Which lines in the data below contain the string "building", with case counting? Pull out each of those lines in full.

####################

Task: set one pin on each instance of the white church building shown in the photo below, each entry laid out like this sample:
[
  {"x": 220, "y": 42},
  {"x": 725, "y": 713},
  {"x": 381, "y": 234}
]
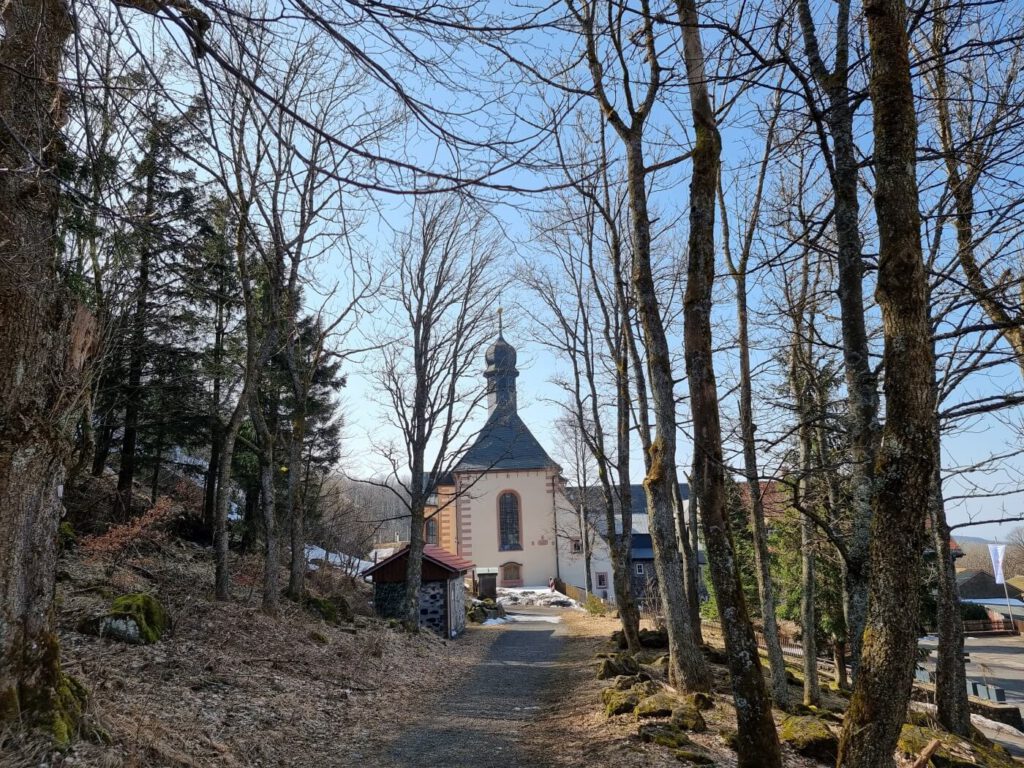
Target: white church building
[{"x": 504, "y": 505}]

####################

• **EXERCISE SOLUTION**
Task: set one pin on each instance of the white church building shown in the photo below, each entry laid out like this sample:
Target: white church building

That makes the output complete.